Written request: Set every record down verbatim and omit the pictures.

[Dataset records]

============

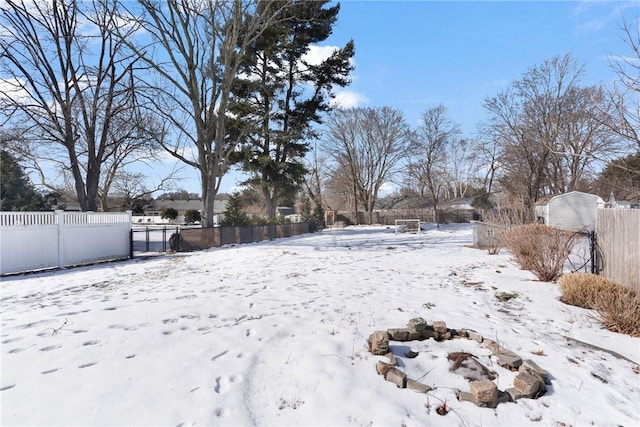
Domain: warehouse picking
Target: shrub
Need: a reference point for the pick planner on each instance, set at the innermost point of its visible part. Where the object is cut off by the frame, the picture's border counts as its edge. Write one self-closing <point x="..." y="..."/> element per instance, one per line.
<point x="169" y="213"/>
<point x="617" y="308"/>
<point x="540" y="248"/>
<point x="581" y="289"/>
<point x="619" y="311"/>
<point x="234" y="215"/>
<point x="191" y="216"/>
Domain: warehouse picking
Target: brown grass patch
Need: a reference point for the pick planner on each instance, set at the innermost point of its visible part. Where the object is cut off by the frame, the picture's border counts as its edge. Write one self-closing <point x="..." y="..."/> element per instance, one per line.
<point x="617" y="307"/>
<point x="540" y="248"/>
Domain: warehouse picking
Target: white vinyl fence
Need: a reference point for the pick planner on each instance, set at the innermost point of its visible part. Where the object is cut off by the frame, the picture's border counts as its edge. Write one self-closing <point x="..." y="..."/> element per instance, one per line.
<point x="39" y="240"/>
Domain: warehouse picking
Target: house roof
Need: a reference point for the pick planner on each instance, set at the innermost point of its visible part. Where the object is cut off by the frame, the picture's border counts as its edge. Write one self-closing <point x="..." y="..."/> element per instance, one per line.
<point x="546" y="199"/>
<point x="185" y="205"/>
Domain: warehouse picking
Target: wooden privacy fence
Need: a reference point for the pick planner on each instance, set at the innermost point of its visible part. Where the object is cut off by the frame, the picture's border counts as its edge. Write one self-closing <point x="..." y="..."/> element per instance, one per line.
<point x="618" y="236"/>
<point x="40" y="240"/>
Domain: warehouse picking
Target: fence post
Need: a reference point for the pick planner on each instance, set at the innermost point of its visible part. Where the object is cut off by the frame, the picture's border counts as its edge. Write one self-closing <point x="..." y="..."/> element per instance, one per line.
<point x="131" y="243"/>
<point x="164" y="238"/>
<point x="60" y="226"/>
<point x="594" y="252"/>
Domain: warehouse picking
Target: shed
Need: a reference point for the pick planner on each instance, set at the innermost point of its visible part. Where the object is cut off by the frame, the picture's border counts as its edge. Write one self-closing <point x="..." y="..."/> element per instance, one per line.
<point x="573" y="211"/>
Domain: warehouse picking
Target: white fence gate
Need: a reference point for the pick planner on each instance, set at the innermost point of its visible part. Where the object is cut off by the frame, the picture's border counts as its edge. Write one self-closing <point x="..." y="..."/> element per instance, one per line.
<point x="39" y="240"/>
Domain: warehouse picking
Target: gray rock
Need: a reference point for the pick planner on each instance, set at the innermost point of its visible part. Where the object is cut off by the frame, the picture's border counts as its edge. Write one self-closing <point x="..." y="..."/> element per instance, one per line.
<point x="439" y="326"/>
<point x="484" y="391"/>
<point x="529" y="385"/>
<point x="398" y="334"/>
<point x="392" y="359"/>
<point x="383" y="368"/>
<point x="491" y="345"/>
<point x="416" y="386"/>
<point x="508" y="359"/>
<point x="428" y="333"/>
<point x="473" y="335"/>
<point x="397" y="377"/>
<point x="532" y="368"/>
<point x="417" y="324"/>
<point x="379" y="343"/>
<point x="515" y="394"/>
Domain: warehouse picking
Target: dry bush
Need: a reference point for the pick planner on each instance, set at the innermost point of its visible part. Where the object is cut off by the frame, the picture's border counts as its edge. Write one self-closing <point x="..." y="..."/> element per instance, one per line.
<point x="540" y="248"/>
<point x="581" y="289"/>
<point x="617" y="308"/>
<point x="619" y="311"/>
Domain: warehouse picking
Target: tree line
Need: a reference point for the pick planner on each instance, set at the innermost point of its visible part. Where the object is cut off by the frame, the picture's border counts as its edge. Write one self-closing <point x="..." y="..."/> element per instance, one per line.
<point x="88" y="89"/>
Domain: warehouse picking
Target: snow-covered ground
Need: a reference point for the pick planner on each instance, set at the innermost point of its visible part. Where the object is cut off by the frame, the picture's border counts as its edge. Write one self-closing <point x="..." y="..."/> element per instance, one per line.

============

Written answer:
Domain: warehouse picking
Target: shrub
Need: a reference point for the pick planner on each instance, set at the innermost point of its visible part. Where the object is cut off by the frame, the picture's border counts as its edge. Write one self-closing <point x="..." y="..."/> element per instance, one per line.
<point x="169" y="213"/>
<point x="617" y="308"/>
<point x="540" y="248"/>
<point x="581" y="289"/>
<point x="619" y="311"/>
<point x="234" y="215"/>
<point x="191" y="216"/>
Domain: warehouse picking
Target: brown grass patch
Need: a reference point for the pick planner on each instance, set at the innermost point of its visible part. Where the object is cut off by the frame, the picture's border counts as its edge. Write one self-closing <point x="..." y="..."/> element per instance, one per line.
<point x="617" y="307"/>
<point x="540" y="248"/>
Domain: warehouse picking
Target: white vinyl fence
Need: a reference point for the pick planner on each instance, set at the innermost point of its visible part. Where the object is cut off by the frame, the picture's border counts as its edge. Write one self-closing <point x="..." y="..."/> element per instance, one per line.
<point x="39" y="240"/>
Domain: warehouse picking
Target: house roof
Need: a reference point for the pick planner on each instance, set at the innermost point of its visible part. Where the object is cut off by the frame, the picture's border counts as its edge. Write one self-closing <point x="..." y="..."/> element per instance, one per line.
<point x="546" y="199"/>
<point x="185" y="205"/>
Domain: warehouse picking
Target: wooden privacy fence
Need: a reference point for the pick planner on each instance, set at the innermost point of its visible part. Where the object is cut off by the frame, the picture's border counts as its edge. Write one self-closing <point x="..." y="..."/> element per instance, one per line.
<point x="618" y="236"/>
<point x="40" y="240"/>
Domain: warehouse picking
Target: fence post
Need: a reference point for the pick planner on each instance, set at the innermost point of its visible part. Where the object is cut off by the frame, the picture's border counts as its edge. Write one self-closing <point x="..." y="..."/> element per instance, one per line.
<point x="131" y="243"/>
<point x="164" y="238"/>
<point x="60" y="226"/>
<point x="594" y="252"/>
Domain: warehouse picking
Target: shed
Need: a reference point for the pick planner on each instance, set at the innermost point of its visible part. Where the object is cut off by the frame, the picture's border counts as its edge. Write one self-closing <point x="..." y="..."/> element per instance, one per line.
<point x="573" y="211"/>
Domain: warehouse picking
Target: white fence gate
Need: a reference point for the pick planner on each instance, set at the innermost point of its visible part. Where the object is cut off by the frame, the picture's border counts as its edge. Write one self-closing <point x="..." y="..."/> element per instance, one per line.
<point x="39" y="240"/>
Domain: warehouse picking
Target: gray rock
Need: a reference point for the pick planner on each instance, set at the innermost point of its visible part. Where the object is cut off by the frame, the picture's border counts as its edge. Write one self-closing <point x="..." y="..."/> element per instance, one per line.
<point x="439" y="326"/>
<point x="484" y="391"/>
<point x="529" y="385"/>
<point x="398" y="334"/>
<point x="392" y="359"/>
<point x="383" y="368"/>
<point x="491" y="345"/>
<point x="416" y="386"/>
<point x="508" y="359"/>
<point x="428" y="333"/>
<point x="473" y="335"/>
<point x="397" y="377"/>
<point x="532" y="368"/>
<point x="417" y="324"/>
<point x="379" y="343"/>
<point x="515" y="394"/>
Domain: warehouse picking
Target: dry bush
Need: a reference point for the pick planner on each instance, set at the innermost point of its visible part. Where the object is cut off by the frame, the picture's border counts as its edge. Write one self-closing <point x="..." y="..."/> element per instance, one per line.
<point x="540" y="248"/>
<point x="581" y="289"/>
<point x="617" y="308"/>
<point x="619" y="311"/>
Domain: warehouse picking
Target: tree line
Need: a reference point for the pick planner on each instance, set at the innermost point of its visible part. Where the object is cut off by the frame, the picture's border counts as its edge. Write one self-closing <point x="..." y="..."/> element per instance, one per line.
<point x="88" y="89"/>
Domain: warehouse picking
Target: snow-covered ground
Need: a reference point for the pick planner on each instance, set at the innermost point of its visible part. Where the object is cut off by the frame, the picture's border counts as its edge. Write one self-closing <point x="..." y="..."/> element per instance, one per line.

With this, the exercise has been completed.